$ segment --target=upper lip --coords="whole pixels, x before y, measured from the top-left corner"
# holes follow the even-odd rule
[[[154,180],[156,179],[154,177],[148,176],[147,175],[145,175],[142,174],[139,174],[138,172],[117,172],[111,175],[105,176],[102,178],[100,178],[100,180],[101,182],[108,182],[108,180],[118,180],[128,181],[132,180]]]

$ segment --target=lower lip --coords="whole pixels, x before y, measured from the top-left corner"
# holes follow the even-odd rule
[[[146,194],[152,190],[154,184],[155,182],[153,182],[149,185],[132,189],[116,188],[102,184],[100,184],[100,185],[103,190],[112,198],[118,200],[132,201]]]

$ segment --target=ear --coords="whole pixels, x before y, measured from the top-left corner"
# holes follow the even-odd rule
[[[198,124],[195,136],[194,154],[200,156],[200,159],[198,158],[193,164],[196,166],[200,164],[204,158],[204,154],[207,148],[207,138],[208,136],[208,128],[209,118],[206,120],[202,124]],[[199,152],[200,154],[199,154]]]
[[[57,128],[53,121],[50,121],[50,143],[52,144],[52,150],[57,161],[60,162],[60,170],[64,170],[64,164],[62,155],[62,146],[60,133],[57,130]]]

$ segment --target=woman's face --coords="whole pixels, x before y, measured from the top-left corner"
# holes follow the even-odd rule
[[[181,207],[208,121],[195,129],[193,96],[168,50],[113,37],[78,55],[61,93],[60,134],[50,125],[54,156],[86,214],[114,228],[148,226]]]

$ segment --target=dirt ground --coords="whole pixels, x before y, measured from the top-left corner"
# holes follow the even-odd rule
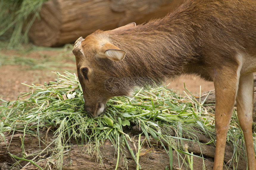
[[[46,58],[50,58],[60,55],[58,59],[56,59],[56,63],[70,64],[68,68],[65,66],[56,69],[39,68],[39,69],[31,69],[31,66],[28,66],[24,63],[16,63],[14,64],[11,62],[4,64],[1,64],[0,61],[0,99],[6,101],[16,100],[21,93],[29,91],[29,87],[22,83],[30,85],[32,84],[43,84],[44,82],[48,83],[49,81],[54,81],[56,78],[56,75],[51,72],[63,72],[68,70],[71,73],[76,73],[76,69],[74,56],[71,49],[69,51],[65,53],[64,55],[68,57],[68,59],[62,60],[61,55],[63,51],[58,49],[54,49],[45,50],[35,50],[28,53],[24,54],[23,51],[19,50],[2,50],[0,51],[0,58],[2,59],[3,56],[11,58],[15,55],[16,57],[20,56],[21,57],[30,58],[40,61]],[[53,61],[51,61],[52,62]],[[54,62],[54,61],[53,61]],[[47,63],[43,63],[46,64]],[[186,88],[193,94],[199,94],[200,86],[201,93],[214,89],[213,83],[202,80],[198,77],[194,76],[185,76],[177,79],[173,82],[171,82],[168,86],[170,88],[175,89],[177,91],[182,93],[185,90],[184,83],[185,82]]]

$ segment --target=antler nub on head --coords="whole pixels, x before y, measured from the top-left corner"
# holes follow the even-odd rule
[[[75,45],[72,50],[72,52],[76,57],[78,57],[81,54],[83,55],[83,49],[81,45],[81,42],[85,39],[83,37],[80,37],[75,42]]]

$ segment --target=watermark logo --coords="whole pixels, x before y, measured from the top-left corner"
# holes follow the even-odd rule
[[[105,82],[105,88],[109,92],[114,93],[119,89],[120,81],[115,77],[109,77]]]
[[[119,90],[121,86],[122,86],[122,89],[124,91],[135,90],[134,88],[136,87],[143,86],[144,86],[143,89],[145,91],[147,90],[145,88],[145,85],[152,84],[153,82],[149,78],[124,77],[122,80],[119,80],[116,78],[111,77],[107,79],[105,82],[105,87],[108,91],[112,93],[115,92]]]

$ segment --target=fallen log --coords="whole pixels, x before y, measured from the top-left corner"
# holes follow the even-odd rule
[[[8,168],[10,168],[10,165],[8,165],[13,164],[16,162],[14,159],[11,158],[9,153],[18,157],[22,158],[23,152],[24,154],[25,153],[26,155],[29,155],[33,153],[38,153],[39,151],[42,152],[44,150],[45,151],[43,152],[44,153],[41,155],[41,158],[49,158],[49,157],[50,156],[51,153],[49,150],[49,152],[47,151],[48,149],[47,146],[47,145],[49,145],[49,148],[54,147],[54,146],[49,144],[55,139],[54,132],[51,131],[48,133],[45,131],[40,131],[40,132],[41,137],[40,144],[39,144],[39,139],[33,135],[26,135],[23,138],[23,134],[20,132],[14,133],[13,135],[12,133],[7,135],[7,133],[4,132],[5,141],[1,136],[0,137],[1,146],[0,148],[0,162],[3,163],[2,164],[0,164],[1,169],[5,169],[3,167],[7,166],[6,169],[7,170]],[[183,144],[186,145],[187,146],[188,150],[189,153],[193,152],[194,154],[200,156],[202,156],[202,153],[204,158],[206,159],[203,161],[202,158],[193,157],[193,169],[203,169],[204,163],[206,169],[212,169],[213,166],[215,148],[215,145],[213,143],[205,144],[205,143],[208,142],[210,140],[210,139],[199,133],[195,132],[195,136],[196,136],[196,138],[198,141],[189,141],[187,142],[184,141]],[[46,135],[47,136],[47,138],[46,137]],[[191,139],[196,139],[196,138],[191,138],[191,137],[186,135],[182,137]],[[48,139],[47,140],[48,142],[46,142],[47,144],[44,145],[42,141],[46,138]],[[146,142],[147,140],[143,140],[144,138],[145,137],[142,136],[141,139],[141,143],[143,144],[142,149],[141,150],[141,154],[139,163],[142,167],[141,169],[155,170],[159,169],[164,169],[166,166],[169,166],[169,156],[161,146],[160,142],[153,139],[151,139],[150,143],[152,145],[149,147],[150,148],[149,148]],[[138,139],[137,139],[137,140]],[[136,142],[136,140],[133,142],[128,141],[128,142],[134,154],[136,154],[138,151],[137,150],[138,148],[138,142]],[[106,140],[103,145],[99,147],[99,151],[100,152],[102,161],[102,163],[100,163],[97,156],[97,151],[94,151],[93,153],[89,153],[86,150],[88,146],[87,144],[79,146],[75,144],[76,143],[74,142],[74,144],[68,151],[68,156],[66,156],[63,157],[62,169],[115,169],[116,164],[117,151],[115,149],[110,141]],[[167,144],[164,142],[163,143],[166,147],[168,148]],[[147,152],[146,151],[148,150],[149,150],[150,152]],[[125,169],[127,167],[128,167],[129,169],[136,169],[136,163],[128,148],[125,147],[124,150],[124,153],[128,161],[128,164],[127,166],[124,164],[124,155],[121,156],[122,153],[120,152],[118,169]],[[229,162],[230,163],[230,160],[233,154],[233,147],[227,145],[225,148],[225,159],[224,160],[225,163],[227,163]],[[180,157],[179,165],[177,154],[173,152],[173,155],[172,169],[187,169],[184,165],[182,166],[181,169],[179,169],[180,164],[183,161]],[[181,155],[183,158],[185,158],[185,161],[186,161],[185,155],[182,154]],[[241,155],[238,158],[239,164],[238,165],[237,169],[244,169],[244,167],[246,166],[246,162],[242,158],[243,157]],[[35,158],[35,156],[33,156],[26,158],[32,159]],[[36,163],[43,169],[45,168],[46,169],[51,168],[55,169],[57,161],[57,160],[54,159],[54,158],[48,158],[45,161],[38,162]],[[28,164],[28,163],[27,162],[25,161],[19,162],[19,164],[23,167],[22,169],[39,169],[35,165],[31,163]],[[3,167],[2,168],[1,167],[2,166]],[[231,167],[232,166],[231,165]]]
[[[184,0],[49,0],[29,32],[36,45],[56,46],[74,42],[95,31],[163,17]]]

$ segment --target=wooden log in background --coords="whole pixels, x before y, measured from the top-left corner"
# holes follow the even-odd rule
[[[184,0],[49,0],[30,29],[36,45],[56,46],[74,42],[96,30],[112,29],[164,16]]]

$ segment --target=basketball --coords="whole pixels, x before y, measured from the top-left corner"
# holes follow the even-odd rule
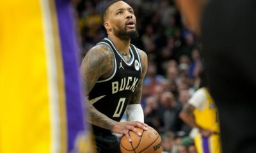
[[[139,127],[136,129],[141,133],[141,136],[137,135],[132,131],[129,134],[132,140],[128,141],[124,135],[120,140],[120,149],[122,153],[161,153],[162,152],[162,139],[159,134],[152,127],[148,126],[147,130]]]

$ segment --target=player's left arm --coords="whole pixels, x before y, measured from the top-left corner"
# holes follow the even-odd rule
[[[130,101],[125,110],[127,120],[144,122],[144,114],[140,105],[145,76],[148,68],[148,57],[145,52],[138,50],[141,62],[141,75],[138,86],[131,96]]]

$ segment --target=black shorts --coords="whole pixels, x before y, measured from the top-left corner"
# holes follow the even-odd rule
[[[97,152],[98,153],[120,153],[119,142],[116,136],[112,133],[97,133],[94,135]]]

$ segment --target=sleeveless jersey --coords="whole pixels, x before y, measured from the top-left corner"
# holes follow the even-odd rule
[[[220,132],[220,123],[218,114],[215,103],[205,88],[202,90],[206,96],[206,105],[204,109],[199,110],[195,109],[194,111],[196,122],[203,128],[209,129],[214,132]]]
[[[139,52],[133,45],[130,45],[131,58],[126,62],[123,55],[117,50],[112,41],[104,38],[97,45],[109,47],[114,58],[114,68],[111,76],[99,79],[91,92],[89,99],[93,106],[110,119],[120,121],[140,79],[141,63]],[[109,130],[93,125],[95,133],[109,133]]]

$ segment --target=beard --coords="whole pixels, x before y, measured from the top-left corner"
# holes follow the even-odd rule
[[[127,31],[126,30],[126,25],[124,27],[119,27],[119,29],[113,29],[115,34],[120,38],[136,38],[139,36],[139,33],[135,28],[135,30]]]

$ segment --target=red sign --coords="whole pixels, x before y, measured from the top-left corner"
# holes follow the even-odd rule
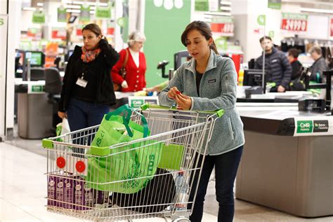
[[[52,29],[52,39],[66,39],[66,29]]]
[[[115,34],[115,27],[107,27],[107,34],[113,35]]]
[[[233,36],[233,23],[211,23],[211,31],[221,35]]]
[[[281,22],[281,29],[294,32],[306,32],[308,21],[283,18]]]

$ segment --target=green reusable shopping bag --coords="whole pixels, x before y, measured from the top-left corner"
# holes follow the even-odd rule
[[[184,155],[184,146],[177,144],[162,145],[161,159],[157,167],[166,169],[181,169]]]
[[[89,187],[103,191],[133,193],[144,188],[155,174],[162,153],[161,142],[144,140],[131,145],[109,147],[149,135],[145,117],[138,113],[143,125],[136,123],[130,120],[132,111],[135,110],[124,105],[105,116],[91,149],[92,155],[104,154],[89,158],[86,180]],[[119,115],[122,113],[122,116]]]

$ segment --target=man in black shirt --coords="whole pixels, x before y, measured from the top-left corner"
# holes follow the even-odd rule
[[[285,55],[273,47],[272,39],[264,36],[260,43],[265,53],[266,81],[275,83],[276,86],[270,92],[283,92],[288,88],[292,77],[292,67]],[[254,64],[254,69],[263,69],[263,55]]]

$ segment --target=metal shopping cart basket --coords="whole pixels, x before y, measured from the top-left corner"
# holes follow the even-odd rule
[[[90,146],[100,127],[96,125],[43,139],[47,150],[48,210],[93,221],[153,217],[188,221],[203,165],[197,156],[206,153],[214,123],[223,113],[223,110],[199,113],[144,104],[131,113],[131,120],[141,124],[142,116],[145,117],[150,131],[145,138],[96,148]],[[145,155],[148,150],[150,155]],[[136,169],[143,170],[141,166],[150,167],[155,151],[159,162],[152,175],[131,174],[115,181],[110,179],[110,172],[98,168],[111,165],[114,176],[124,173],[133,167],[126,162],[134,153]],[[111,160],[119,155],[124,161]],[[199,176],[195,181],[195,174]],[[145,187],[135,193],[110,188],[142,180],[148,181]]]

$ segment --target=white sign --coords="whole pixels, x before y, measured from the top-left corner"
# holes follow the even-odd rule
[[[333,116],[295,117],[294,137],[333,135]]]
[[[6,75],[7,67],[7,15],[0,15],[0,139],[5,135]],[[0,139],[1,140],[1,139]]]

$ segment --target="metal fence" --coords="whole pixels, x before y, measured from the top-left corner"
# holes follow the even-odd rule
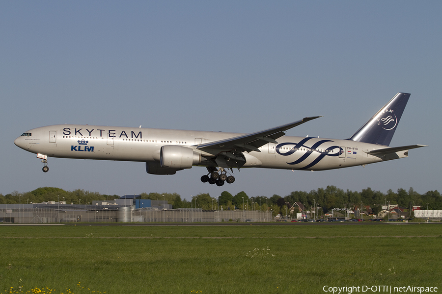
[[[413,213],[419,219],[442,219],[442,210],[414,210]]]
[[[61,210],[48,208],[0,209],[0,223],[222,222],[269,221],[272,213],[258,211],[159,210],[120,207],[118,210]]]

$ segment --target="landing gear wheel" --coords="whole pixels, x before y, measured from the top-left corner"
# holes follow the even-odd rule
[[[233,175],[228,176],[226,181],[227,182],[227,184],[231,184],[235,181],[235,177]]]
[[[220,175],[220,179],[221,181],[225,181],[227,179],[227,175],[225,173],[221,173]]]

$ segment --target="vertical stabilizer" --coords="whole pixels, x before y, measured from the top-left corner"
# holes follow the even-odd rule
[[[410,95],[397,93],[349,140],[389,146]]]

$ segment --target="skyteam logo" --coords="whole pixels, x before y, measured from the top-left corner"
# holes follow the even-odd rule
[[[310,163],[304,167],[298,168],[299,170],[307,170],[321,161],[326,156],[339,156],[340,154],[344,152],[342,148],[339,146],[330,146],[325,149],[324,148],[321,149],[321,145],[324,143],[333,142],[331,140],[319,140],[311,146],[304,145],[307,141],[313,139],[314,138],[305,138],[298,143],[288,142],[278,144],[276,147],[276,151],[278,154],[283,156],[288,156],[296,152],[303,152],[303,155],[298,160],[293,162],[287,163],[287,164],[292,165],[300,164],[310,156],[314,157],[315,155],[317,155]],[[287,146],[290,147],[285,147],[285,146]],[[288,151],[286,151],[286,150],[288,150]],[[336,150],[335,151],[332,152],[332,150],[334,151],[335,150]]]
[[[93,152],[94,147],[88,146],[89,141],[85,140],[78,140],[77,141],[78,145],[71,146],[71,151],[81,151],[83,152]]]
[[[393,112],[394,110],[386,110],[382,114],[381,117],[378,119],[378,125],[387,131],[394,130],[397,125],[397,118]]]

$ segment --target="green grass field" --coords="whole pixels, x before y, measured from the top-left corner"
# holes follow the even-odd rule
[[[441,229],[439,224],[0,226],[0,291],[296,294],[325,293],[326,285],[381,285],[442,289]]]

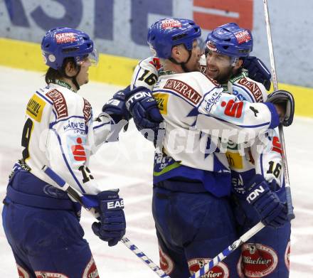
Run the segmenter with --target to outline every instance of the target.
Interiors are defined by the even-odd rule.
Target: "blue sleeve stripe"
[[[53,105],[53,102],[51,102],[49,99],[43,95],[41,94],[38,91],[36,91],[36,92],[43,99],[44,99],[47,102],[50,103],[51,105]]]
[[[270,124],[268,128],[270,129],[275,129],[275,127],[278,127],[280,124],[280,117],[278,117],[278,114],[276,111],[276,108],[274,106],[272,103],[270,102],[263,102],[270,109],[270,114],[271,114],[271,121]]]
[[[77,179],[76,176],[74,175],[74,173],[73,173],[72,169],[70,168],[70,164],[68,164],[68,160],[66,159],[66,156],[65,156],[65,155],[64,154],[64,150],[63,150],[63,148],[62,147],[61,139],[60,139],[60,137],[59,137],[58,132],[56,132],[55,129],[53,129],[53,132],[55,133],[55,135],[56,135],[57,137],[58,137],[58,141],[59,141],[60,149],[61,149],[61,151],[62,151],[62,156],[63,156],[64,161],[65,162],[65,164],[66,164],[66,166],[67,166],[67,167],[68,167],[68,171],[70,171],[70,174],[72,175],[73,178],[74,178],[75,181],[76,182],[76,183],[78,184],[78,187],[80,188],[80,190],[82,191],[82,192],[83,192],[83,193],[85,193],[85,191],[84,188],[83,188],[83,186],[80,185],[80,182],[79,182],[78,180]]]
[[[255,98],[251,97],[250,92],[247,89],[245,89],[245,87],[241,87],[241,86],[235,85],[235,84],[233,84],[233,86],[238,87],[238,88],[243,89],[248,94],[248,95],[250,97],[250,98],[251,99],[251,102],[256,102]]]

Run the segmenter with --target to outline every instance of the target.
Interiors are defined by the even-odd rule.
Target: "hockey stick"
[[[270,16],[268,14],[268,8],[267,8],[267,0],[263,0],[263,4],[264,4],[264,16],[265,18],[265,24],[266,24],[266,31],[267,34],[268,50],[270,52],[270,68],[272,70],[272,78],[274,86],[274,90],[277,91],[278,90],[278,84],[277,84],[277,78],[276,76],[276,68],[275,68],[275,62],[274,59],[274,49],[272,42],[272,35],[270,33]],[[280,133],[280,143],[282,146],[282,156],[285,183],[285,187],[286,190],[287,218],[289,220],[291,220],[292,219],[295,218],[295,213],[293,212],[292,200],[291,198],[288,165],[287,164],[287,157],[286,157],[286,146],[285,145],[284,130],[282,129],[282,124],[279,125],[278,131]]]
[[[220,262],[223,261],[227,256],[234,252],[239,246],[245,242],[250,237],[255,235],[257,232],[260,232],[265,226],[262,222],[259,222],[248,232],[244,233],[236,241],[234,241],[226,249],[223,250],[220,254],[214,257],[207,264],[204,264],[199,270],[196,273],[193,273],[189,278],[200,278],[202,275],[204,275],[206,272],[212,269]]]
[[[68,195],[77,201],[80,205],[82,205],[87,210],[90,211],[95,217],[97,213],[95,213],[95,209],[93,207],[97,206],[96,201],[88,198],[87,196],[84,196],[82,193],[70,186],[59,175],[58,175],[50,167],[45,165],[42,168],[42,170],[50,177],[53,181],[55,181],[63,191],[66,191]],[[161,269],[154,262],[153,262],[147,255],[140,250],[135,245],[134,245],[127,237],[123,237],[121,240],[126,247],[132,251],[136,256],[144,262],[154,273],[159,275],[161,278],[170,278],[162,269]]]

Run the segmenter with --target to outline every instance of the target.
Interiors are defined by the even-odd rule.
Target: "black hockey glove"
[[[100,240],[107,241],[109,246],[114,246],[125,235],[126,220],[124,215],[124,201],[120,198],[119,190],[100,192],[97,195],[100,213],[100,222],[92,225],[93,232]]]
[[[263,62],[257,57],[248,56],[245,59],[243,68],[248,70],[248,76],[250,78],[263,84],[265,89],[270,90],[272,75]]]
[[[285,116],[280,119],[280,123],[284,127],[292,124],[295,114],[295,99],[292,94],[287,91],[279,90],[268,95],[268,102],[278,105],[285,109]]]
[[[125,94],[126,92],[129,92],[129,88],[130,86],[128,86],[125,89],[115,92],[112,99],[109,100],[102,107],[102,112],[108,114],[115,123],[122,119],[128,121],[132,117],[126,108],[125,102]]]
[[[271,191],[262,176],[255,175],[250,184],[245,188],[245,200],[258,212],[264,225],[279,228],[288,222],[286,203]]]
[[[163,117],[151,91],[144,87],[138,87],[129,92],[126,97],[126,106],[134,118],[136,127],[155,145]]]

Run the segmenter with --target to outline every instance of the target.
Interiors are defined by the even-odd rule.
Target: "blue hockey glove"
[[[144,87],[138,87],[129,92],[127,100],[126,106],[134,118],[136,127],[155,144],[163,117],[151,91]],[[147,129],[151,132],[146,132]]]
[[[258,212],[262,223],[272,228],[286,223],[288,221],[286,203],[270,190],[263,176],[255,175],[250,184],[245,190],[245,198]]]
[[[283,126],[289,127],[292,124],[295,99],[291,92],[282,90],[273,92],[268,95],[267,102],[280,105],[285,109],[285,116],[280,119],[280,122]]]
[[[248,70],[250,78],[263,84],[265,89],[270,90],[272,75],[263,62],[255,56],[248,56],[245,59],[243,68]]]
[[[129,91],[130,86],[128,86],[125,89],[115,92],[113,97],[102,107],[102,112],[108,114],[115,123],[119,122],[122,119],[128,121],[132,117],[126,108],[125,102],[126,93]]]
[[[124,201],[118,195],[119,190],[100,192],[99,201],[100,222],[92,223],[93,232],[101,240],[114,246],[125,235],[126,220],[124,215]]]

○ ○ ○ ○ ○

List every line in the material above that contains the string "logo", treating uppercase and lowercase as different.

$ segment --target=watermark logo --coords="whole pixels, x before y, measured from the top-left corner"
$ segment --target="skyteam logo" --coords="whole pixels, x before y, measured from the top-left corner"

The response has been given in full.